• **Task description**
In the records below, locate the line containing "in black jacket."; output that line and every following line through the last, exactly.

- - - - -

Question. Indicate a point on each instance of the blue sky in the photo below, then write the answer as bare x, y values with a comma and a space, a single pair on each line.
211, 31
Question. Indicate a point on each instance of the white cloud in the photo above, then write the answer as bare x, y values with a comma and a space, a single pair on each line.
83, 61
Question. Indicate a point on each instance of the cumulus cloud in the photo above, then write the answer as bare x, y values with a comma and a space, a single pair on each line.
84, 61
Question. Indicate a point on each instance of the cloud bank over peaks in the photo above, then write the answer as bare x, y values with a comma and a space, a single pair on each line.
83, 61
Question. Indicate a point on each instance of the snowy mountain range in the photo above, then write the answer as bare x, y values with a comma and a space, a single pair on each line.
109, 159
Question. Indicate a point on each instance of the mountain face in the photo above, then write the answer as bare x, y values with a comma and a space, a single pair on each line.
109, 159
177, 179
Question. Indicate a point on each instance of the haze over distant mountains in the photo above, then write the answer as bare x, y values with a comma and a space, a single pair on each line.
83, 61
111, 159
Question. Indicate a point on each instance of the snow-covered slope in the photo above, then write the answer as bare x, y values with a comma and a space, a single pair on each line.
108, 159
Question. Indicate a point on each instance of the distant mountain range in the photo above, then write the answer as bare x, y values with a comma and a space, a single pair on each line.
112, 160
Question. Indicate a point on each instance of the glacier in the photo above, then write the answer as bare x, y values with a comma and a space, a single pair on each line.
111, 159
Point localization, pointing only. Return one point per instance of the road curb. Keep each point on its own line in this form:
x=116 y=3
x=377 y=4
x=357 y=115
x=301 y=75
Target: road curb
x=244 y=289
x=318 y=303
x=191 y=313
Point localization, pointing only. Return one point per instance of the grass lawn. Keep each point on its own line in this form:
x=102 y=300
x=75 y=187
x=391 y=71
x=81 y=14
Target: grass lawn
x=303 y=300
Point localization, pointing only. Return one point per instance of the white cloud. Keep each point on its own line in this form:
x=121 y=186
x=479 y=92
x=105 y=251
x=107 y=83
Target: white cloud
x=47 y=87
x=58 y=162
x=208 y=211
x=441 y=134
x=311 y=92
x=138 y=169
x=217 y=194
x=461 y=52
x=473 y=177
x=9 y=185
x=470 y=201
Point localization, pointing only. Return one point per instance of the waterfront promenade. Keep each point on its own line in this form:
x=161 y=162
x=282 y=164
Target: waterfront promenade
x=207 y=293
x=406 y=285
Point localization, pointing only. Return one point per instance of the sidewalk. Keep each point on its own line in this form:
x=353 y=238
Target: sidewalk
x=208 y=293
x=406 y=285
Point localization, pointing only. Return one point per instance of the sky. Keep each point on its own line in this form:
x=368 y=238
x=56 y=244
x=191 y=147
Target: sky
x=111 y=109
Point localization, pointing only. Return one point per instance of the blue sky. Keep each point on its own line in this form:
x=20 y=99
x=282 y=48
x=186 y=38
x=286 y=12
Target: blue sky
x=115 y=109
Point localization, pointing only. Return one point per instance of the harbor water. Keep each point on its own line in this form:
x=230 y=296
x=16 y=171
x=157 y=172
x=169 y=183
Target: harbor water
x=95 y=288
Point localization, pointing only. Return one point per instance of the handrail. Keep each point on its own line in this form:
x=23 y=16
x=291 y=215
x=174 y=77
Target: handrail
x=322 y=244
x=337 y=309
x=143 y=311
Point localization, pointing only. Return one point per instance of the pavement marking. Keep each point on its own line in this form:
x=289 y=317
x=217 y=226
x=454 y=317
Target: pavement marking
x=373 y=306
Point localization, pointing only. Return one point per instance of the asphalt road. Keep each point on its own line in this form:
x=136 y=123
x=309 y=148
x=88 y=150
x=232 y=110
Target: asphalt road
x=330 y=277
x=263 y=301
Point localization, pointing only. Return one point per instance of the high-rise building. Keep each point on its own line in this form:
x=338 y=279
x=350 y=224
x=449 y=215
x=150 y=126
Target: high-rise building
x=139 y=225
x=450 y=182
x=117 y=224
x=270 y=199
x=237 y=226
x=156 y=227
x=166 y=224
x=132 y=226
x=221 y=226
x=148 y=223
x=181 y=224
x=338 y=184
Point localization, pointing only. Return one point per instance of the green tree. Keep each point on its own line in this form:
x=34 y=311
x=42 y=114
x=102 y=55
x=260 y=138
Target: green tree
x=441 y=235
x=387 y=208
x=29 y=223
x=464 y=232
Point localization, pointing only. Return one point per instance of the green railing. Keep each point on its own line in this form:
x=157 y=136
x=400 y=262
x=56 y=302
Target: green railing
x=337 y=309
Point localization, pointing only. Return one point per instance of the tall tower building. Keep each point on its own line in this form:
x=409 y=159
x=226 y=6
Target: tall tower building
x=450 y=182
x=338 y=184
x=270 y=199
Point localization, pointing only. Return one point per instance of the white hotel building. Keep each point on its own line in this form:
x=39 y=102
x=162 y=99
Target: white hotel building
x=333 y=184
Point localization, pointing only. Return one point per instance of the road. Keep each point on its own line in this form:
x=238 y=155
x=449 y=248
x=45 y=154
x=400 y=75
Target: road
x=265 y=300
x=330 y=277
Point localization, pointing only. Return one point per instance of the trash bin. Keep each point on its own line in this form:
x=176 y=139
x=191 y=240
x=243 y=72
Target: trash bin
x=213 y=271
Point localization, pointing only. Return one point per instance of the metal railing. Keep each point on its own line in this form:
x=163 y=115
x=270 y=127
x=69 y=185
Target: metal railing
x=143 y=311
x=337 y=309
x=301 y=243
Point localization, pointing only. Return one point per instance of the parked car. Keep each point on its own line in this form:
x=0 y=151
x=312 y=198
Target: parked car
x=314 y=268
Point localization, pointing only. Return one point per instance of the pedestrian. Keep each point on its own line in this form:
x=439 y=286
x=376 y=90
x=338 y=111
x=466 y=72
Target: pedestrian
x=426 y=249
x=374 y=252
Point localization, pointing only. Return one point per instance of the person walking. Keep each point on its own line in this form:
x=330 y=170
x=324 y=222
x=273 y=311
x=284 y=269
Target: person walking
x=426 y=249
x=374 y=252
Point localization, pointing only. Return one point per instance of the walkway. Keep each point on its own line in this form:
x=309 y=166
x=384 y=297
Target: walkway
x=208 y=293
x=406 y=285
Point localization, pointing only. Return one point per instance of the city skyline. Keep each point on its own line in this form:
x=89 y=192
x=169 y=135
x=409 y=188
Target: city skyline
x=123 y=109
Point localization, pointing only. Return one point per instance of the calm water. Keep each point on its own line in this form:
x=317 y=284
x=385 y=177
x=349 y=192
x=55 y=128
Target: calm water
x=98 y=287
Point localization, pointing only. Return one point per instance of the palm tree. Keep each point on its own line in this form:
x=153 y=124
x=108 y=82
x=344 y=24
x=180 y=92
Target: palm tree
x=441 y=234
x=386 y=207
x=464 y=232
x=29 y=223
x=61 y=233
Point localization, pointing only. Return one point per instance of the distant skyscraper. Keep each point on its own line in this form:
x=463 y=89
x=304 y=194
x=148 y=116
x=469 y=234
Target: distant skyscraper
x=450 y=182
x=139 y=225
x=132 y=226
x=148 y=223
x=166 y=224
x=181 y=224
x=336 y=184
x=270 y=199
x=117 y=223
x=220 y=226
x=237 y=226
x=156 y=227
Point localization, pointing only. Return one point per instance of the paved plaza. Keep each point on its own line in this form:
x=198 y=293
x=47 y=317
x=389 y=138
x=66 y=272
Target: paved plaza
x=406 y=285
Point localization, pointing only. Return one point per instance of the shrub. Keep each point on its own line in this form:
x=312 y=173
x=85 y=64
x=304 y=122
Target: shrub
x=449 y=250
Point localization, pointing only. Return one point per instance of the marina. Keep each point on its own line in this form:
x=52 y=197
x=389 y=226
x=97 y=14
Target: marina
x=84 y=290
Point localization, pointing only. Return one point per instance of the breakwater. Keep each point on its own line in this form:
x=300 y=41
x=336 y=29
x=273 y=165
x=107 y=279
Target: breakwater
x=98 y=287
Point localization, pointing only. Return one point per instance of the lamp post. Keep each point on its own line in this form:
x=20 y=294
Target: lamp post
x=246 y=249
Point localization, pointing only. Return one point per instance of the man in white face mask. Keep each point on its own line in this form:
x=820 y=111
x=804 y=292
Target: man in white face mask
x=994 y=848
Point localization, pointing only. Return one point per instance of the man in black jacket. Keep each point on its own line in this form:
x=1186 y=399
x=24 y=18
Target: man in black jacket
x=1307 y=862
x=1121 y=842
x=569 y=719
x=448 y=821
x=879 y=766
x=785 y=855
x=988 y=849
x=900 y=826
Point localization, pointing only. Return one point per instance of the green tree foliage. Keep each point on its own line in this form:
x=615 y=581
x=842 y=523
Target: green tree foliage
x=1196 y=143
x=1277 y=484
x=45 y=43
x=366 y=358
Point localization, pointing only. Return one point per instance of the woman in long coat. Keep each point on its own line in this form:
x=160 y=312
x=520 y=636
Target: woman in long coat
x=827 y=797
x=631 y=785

- - - - -

• **Response to the exercise**
Point localization, pointing only. Return one point per instance of the man in black jacket. Keep each point on its own line in this form:
x=1186 y=399
x=24 y=18
Target: man in black jacket
x=1307 y=862
x=1121 y=842
x=569 y=719
x=448 y=821
x=879 y=766
x=785 y=855
x=988 y=849
x=900 y=826
Point localization, pointing only. Return one point per instance of the green tree foliage. Keep each point on its own line in this form:
x=615 y=581
x=842 y=523
Target: green tree foliage
x=1196 y=143
x=1277 y=484
x=45 y=43
x=366 y=358
Point localization, pointing only. Return one point per instance of the woman in long coat. Keep each point on its own line in this form:
x=160 y=312
x=520 y=636
Target: woman in long coat
x=827 y=797
x=631 y=785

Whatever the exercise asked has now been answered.